(Coordinate labeling data)
+===+

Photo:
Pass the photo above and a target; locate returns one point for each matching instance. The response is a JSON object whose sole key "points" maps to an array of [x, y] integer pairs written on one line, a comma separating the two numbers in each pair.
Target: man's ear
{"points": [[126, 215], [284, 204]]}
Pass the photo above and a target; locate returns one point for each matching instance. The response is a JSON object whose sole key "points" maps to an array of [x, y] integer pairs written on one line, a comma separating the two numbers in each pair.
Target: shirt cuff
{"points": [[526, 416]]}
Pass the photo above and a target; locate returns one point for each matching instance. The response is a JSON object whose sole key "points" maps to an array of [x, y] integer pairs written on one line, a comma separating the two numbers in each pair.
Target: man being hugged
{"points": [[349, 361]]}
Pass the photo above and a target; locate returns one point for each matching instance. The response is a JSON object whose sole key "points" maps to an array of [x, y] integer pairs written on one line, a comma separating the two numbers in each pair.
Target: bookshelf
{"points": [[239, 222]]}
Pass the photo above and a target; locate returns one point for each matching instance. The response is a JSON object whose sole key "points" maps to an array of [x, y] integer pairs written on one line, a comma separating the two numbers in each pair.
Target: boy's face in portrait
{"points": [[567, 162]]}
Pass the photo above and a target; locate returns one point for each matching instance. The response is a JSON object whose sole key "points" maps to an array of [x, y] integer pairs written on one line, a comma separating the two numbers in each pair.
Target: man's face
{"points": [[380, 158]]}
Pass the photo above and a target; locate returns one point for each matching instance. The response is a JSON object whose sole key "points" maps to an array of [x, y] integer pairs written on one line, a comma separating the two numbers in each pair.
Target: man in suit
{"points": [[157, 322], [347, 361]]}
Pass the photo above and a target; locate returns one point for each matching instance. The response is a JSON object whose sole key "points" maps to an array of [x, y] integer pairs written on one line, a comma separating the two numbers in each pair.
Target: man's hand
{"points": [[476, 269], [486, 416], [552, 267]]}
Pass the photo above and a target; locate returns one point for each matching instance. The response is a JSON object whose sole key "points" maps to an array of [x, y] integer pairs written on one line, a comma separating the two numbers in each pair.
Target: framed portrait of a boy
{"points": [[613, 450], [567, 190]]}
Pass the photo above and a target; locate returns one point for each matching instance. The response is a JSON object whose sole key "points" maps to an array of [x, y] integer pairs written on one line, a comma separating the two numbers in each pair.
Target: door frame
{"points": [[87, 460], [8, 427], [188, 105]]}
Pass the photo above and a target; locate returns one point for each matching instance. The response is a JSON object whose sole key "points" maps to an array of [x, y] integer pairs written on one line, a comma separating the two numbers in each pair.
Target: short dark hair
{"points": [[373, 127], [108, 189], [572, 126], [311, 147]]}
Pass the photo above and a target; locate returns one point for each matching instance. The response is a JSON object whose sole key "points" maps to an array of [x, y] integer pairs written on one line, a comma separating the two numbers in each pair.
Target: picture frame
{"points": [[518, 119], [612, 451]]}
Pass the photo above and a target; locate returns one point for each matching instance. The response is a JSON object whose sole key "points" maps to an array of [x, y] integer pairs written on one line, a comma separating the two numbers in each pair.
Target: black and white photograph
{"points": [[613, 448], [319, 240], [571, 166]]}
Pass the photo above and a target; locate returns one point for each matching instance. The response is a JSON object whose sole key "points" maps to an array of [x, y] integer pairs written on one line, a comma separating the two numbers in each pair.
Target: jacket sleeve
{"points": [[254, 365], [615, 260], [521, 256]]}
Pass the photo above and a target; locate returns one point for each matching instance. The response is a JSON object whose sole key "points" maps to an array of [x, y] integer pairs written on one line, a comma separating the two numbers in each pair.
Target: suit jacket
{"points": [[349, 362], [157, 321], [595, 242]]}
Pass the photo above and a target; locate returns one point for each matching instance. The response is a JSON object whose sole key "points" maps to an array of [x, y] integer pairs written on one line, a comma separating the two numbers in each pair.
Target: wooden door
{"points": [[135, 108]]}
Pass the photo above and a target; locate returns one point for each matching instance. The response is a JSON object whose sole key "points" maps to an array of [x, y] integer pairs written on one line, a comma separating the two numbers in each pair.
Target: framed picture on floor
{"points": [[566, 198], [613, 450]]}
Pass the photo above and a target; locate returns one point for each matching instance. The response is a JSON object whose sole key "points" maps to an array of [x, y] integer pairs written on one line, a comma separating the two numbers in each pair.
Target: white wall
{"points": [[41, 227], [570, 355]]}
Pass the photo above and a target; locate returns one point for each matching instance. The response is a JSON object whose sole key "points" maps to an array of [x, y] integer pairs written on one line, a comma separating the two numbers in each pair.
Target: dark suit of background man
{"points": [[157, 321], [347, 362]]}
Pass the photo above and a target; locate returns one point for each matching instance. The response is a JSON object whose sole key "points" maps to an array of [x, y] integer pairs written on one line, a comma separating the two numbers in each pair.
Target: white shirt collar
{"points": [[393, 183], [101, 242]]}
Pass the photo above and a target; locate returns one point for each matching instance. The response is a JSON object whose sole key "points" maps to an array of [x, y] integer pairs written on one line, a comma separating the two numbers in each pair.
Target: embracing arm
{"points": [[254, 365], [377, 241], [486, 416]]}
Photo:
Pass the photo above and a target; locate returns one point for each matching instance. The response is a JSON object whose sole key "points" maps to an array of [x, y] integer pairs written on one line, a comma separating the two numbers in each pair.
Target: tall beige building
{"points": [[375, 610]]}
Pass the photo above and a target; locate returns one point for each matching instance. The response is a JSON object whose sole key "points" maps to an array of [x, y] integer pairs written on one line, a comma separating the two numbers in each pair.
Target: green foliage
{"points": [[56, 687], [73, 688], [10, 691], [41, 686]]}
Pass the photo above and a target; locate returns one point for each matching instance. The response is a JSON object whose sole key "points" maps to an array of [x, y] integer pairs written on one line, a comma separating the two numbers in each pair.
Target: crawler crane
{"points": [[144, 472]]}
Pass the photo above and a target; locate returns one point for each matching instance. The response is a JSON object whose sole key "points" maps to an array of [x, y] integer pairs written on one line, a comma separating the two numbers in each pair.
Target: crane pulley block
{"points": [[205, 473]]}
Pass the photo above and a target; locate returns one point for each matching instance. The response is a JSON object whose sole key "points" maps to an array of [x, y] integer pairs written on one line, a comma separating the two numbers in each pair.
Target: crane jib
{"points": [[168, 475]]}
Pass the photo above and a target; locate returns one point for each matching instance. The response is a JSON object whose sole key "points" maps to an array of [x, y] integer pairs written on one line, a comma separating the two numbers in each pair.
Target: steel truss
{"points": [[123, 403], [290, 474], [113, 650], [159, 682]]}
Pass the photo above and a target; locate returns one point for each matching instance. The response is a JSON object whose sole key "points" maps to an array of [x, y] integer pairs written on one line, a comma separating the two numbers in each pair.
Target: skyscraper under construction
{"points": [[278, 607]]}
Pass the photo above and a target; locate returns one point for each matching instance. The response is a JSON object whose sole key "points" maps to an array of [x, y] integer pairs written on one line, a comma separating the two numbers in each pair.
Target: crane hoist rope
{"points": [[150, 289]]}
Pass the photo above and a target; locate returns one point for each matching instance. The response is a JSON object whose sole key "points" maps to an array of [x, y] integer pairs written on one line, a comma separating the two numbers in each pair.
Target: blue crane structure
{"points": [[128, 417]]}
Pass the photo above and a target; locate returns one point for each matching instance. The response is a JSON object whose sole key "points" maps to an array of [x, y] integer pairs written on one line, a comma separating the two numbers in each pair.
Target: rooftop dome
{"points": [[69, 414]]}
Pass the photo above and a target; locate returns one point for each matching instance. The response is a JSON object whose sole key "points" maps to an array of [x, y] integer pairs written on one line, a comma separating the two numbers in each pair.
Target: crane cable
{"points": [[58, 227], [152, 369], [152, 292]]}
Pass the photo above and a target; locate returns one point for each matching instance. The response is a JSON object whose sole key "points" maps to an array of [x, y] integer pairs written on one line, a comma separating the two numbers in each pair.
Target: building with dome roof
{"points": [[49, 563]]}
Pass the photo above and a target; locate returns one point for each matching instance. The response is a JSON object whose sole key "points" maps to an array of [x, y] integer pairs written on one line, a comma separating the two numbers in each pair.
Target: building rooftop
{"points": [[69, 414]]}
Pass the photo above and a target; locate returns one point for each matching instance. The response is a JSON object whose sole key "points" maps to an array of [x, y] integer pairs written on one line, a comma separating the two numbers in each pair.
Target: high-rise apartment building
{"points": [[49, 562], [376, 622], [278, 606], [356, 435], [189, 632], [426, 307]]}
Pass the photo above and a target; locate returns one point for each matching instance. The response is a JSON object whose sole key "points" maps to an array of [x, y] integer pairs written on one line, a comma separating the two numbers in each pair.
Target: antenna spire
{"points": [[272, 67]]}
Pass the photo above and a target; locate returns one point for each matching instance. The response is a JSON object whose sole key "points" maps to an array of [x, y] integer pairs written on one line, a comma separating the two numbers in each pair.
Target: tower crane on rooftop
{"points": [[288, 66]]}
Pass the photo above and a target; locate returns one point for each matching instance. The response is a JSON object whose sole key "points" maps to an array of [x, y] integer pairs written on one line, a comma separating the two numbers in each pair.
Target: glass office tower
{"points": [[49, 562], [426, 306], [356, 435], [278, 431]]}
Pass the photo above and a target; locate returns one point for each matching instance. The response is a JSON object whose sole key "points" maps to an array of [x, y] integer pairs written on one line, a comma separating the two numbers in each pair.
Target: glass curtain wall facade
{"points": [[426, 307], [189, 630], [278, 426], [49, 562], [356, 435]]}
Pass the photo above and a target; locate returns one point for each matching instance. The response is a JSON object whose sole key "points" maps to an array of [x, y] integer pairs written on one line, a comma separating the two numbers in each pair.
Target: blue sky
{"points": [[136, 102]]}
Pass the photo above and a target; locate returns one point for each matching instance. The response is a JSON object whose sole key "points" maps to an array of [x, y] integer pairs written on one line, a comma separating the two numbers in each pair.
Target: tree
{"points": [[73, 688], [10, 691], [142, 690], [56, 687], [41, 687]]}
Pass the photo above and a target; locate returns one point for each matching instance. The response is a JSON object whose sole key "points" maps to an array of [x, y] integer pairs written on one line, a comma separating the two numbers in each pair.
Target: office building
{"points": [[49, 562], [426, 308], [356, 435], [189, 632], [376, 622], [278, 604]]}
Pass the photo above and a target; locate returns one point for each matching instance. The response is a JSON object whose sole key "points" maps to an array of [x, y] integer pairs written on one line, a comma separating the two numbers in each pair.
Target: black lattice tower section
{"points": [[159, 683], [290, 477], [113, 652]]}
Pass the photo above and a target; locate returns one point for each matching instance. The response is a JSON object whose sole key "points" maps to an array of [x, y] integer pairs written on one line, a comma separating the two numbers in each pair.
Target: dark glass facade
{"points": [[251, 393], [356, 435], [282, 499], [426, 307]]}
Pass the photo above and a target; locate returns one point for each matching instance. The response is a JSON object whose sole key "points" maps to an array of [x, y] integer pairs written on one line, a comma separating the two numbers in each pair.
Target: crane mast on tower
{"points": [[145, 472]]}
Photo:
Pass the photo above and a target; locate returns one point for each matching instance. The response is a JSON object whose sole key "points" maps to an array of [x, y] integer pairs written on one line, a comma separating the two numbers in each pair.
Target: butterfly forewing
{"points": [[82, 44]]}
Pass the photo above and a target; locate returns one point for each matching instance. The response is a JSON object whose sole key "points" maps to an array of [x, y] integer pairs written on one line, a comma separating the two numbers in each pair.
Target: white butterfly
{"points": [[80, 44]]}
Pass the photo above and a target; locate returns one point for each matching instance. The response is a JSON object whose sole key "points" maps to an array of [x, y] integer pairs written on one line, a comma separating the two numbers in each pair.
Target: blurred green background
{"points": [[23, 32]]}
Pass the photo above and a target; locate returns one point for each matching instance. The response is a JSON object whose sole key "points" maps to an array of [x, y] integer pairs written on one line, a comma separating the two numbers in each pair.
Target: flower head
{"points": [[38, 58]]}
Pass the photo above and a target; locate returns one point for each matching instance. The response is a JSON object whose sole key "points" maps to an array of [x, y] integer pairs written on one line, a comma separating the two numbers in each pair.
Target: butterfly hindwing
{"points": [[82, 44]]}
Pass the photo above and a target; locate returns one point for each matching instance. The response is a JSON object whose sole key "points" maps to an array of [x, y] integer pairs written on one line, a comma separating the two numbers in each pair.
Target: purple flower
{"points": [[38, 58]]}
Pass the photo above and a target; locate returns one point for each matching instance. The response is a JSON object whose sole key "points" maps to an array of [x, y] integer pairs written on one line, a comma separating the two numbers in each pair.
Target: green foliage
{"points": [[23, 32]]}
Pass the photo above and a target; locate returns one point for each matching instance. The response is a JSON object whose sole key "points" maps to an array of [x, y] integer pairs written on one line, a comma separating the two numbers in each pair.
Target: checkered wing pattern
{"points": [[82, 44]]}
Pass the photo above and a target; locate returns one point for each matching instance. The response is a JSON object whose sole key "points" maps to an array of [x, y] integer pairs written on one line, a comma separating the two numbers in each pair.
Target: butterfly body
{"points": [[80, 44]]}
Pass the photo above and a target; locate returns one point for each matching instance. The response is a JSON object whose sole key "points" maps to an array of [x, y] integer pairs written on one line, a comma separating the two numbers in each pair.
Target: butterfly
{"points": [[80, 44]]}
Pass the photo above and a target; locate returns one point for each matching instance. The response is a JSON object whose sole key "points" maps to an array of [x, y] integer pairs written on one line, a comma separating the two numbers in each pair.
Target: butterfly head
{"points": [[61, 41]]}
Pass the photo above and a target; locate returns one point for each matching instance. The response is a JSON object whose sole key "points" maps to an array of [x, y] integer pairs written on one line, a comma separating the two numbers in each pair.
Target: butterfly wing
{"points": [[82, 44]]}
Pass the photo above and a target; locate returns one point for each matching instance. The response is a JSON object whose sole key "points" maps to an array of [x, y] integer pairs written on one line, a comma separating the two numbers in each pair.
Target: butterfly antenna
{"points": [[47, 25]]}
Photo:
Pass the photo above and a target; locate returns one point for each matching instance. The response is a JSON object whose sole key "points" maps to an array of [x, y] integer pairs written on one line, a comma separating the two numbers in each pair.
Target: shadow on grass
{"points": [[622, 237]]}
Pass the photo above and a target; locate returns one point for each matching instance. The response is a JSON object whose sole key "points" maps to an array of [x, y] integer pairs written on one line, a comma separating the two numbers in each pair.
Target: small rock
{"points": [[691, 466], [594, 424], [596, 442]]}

+===+

Select every line in the records that contains the word "face" and copy those lines out.

Target: boy's face in portrait
Target: man's face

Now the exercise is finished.